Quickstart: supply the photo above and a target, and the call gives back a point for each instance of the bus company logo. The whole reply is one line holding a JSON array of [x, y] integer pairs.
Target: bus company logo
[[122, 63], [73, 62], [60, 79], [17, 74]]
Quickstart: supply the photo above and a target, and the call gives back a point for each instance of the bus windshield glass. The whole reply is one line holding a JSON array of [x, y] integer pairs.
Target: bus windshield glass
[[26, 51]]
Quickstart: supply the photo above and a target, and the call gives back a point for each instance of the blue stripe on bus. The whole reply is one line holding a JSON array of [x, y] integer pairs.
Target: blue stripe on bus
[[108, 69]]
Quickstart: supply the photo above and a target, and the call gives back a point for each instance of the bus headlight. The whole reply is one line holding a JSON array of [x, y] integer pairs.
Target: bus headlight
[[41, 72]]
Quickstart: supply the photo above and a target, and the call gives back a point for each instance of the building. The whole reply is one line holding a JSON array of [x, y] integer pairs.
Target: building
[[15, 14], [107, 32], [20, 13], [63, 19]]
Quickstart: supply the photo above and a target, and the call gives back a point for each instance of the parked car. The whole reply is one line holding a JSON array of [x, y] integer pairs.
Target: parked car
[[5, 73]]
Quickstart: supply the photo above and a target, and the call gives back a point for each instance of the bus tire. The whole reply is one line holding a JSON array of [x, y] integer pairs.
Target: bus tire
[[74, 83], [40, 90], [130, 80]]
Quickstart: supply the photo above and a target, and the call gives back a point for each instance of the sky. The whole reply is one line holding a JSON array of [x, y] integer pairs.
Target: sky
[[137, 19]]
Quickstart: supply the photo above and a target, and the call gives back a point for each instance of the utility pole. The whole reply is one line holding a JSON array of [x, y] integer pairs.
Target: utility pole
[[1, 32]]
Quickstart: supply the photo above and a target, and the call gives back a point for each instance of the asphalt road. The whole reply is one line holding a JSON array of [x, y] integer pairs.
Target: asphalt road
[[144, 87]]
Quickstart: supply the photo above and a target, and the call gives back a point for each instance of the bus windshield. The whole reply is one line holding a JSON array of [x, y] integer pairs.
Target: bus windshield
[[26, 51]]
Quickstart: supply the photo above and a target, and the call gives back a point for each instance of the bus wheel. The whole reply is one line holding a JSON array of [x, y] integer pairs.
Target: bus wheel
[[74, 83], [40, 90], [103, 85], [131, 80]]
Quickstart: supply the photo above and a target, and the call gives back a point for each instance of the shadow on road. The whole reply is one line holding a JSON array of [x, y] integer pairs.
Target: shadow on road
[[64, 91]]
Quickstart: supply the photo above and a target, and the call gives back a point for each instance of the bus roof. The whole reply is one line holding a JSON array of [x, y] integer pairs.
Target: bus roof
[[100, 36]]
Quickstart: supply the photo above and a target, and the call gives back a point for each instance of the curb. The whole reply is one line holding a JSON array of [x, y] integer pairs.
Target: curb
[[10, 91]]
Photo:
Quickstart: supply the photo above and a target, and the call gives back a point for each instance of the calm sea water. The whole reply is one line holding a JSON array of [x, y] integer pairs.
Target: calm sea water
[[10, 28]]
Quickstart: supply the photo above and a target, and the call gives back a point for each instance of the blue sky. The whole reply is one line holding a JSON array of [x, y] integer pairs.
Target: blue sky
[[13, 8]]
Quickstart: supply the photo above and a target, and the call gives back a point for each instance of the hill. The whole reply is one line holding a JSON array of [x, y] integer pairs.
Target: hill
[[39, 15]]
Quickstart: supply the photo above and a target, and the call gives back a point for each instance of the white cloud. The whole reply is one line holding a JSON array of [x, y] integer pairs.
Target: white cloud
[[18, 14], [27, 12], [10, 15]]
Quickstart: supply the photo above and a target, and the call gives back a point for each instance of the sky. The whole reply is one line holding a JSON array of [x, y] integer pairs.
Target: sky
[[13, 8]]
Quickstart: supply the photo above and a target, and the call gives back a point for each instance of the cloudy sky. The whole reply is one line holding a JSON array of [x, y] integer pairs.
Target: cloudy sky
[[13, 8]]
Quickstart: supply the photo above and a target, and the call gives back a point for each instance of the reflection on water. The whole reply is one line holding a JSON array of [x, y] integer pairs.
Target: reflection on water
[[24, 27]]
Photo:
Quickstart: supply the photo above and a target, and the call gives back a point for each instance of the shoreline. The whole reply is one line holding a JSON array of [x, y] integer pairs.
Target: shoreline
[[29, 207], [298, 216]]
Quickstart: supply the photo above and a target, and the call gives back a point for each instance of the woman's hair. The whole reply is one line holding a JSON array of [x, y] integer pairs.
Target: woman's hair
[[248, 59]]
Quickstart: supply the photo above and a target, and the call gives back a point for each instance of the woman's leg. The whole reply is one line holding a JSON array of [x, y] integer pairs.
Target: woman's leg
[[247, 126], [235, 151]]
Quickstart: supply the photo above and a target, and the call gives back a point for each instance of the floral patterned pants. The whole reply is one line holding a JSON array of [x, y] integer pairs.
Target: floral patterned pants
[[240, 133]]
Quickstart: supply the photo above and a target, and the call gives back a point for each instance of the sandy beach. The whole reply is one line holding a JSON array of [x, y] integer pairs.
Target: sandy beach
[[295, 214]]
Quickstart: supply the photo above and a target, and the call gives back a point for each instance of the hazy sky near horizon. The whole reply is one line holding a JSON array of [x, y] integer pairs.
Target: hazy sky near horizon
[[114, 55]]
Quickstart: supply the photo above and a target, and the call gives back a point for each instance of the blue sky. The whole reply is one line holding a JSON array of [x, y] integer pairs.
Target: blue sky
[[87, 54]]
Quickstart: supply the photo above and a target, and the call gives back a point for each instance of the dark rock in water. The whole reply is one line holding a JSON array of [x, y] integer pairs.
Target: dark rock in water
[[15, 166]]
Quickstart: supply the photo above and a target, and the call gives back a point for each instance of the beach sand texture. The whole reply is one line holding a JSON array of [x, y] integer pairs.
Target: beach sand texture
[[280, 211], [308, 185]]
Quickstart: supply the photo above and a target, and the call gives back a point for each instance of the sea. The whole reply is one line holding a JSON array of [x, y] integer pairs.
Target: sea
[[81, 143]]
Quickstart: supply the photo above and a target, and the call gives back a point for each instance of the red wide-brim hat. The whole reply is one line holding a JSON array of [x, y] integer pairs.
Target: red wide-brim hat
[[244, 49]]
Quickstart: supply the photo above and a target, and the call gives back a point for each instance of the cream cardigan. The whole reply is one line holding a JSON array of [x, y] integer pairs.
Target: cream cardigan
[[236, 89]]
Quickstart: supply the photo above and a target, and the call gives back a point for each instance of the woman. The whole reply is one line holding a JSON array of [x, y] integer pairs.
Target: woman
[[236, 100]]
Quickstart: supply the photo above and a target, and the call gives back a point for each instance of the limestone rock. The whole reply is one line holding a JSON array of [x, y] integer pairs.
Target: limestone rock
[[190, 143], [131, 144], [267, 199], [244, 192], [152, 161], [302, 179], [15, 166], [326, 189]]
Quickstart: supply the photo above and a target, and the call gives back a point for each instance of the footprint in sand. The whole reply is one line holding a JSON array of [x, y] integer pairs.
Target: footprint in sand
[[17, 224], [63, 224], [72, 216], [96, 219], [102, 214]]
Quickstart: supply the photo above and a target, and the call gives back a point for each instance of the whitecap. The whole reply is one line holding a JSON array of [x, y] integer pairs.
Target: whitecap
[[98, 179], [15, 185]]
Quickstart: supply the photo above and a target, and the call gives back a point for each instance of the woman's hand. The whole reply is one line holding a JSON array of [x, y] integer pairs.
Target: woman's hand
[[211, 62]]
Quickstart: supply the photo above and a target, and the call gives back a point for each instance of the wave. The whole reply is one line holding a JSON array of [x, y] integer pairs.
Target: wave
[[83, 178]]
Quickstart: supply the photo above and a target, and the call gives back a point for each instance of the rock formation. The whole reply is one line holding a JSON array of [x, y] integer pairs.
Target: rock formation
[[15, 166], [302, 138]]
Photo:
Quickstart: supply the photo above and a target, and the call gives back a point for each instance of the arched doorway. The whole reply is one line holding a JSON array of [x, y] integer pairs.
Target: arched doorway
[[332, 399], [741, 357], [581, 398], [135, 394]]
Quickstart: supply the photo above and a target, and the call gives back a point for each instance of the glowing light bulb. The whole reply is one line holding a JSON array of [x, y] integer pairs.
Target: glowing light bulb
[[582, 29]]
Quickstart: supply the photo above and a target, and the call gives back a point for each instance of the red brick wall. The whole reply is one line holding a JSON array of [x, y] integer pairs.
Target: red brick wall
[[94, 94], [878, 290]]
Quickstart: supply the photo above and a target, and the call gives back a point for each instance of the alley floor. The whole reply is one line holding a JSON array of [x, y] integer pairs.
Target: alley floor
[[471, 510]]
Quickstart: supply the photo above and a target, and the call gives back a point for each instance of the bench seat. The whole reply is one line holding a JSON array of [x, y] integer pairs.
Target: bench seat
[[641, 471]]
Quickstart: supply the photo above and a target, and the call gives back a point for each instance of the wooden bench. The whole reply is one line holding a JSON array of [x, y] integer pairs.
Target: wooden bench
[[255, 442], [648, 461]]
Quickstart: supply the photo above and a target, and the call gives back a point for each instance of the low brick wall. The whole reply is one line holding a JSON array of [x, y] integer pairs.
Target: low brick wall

What you are asked to do - Please update the material from the line containing "of the alley" through the end of the material, both ends included, replacing every "photo" with "image" and leaving everything else unchanged.

Final result -
Quickstart: supply the image above and a target, and the call gives back a point for each instance of the alley floor. The whole reply is one line holding a JSON array of [x, y] integer pairs.
Target: alley floor
[[471, 510]]
Quickstart: supply the image above and a target, and the call gives back a point for each instance of the bench seat. The whole reply is one line holding a JSON array of [x, y] integer pairs.
Target: bench seat
[[641, 471]]
Quickstart: supply the image above and a target, and the call gives back a point for each instance of the wooden bench. The whole reply is one line holding a JSON array of [x, y] integer pairs.
Target: wooden bench
[[255, 442], [648, 461]]
Quickstart: supply the image above and a target, and the call gives back a point for each instance of the low brick wall. The whole reply is one line holding a JSON array of [x, y] integer pairs.
Target: low brick wall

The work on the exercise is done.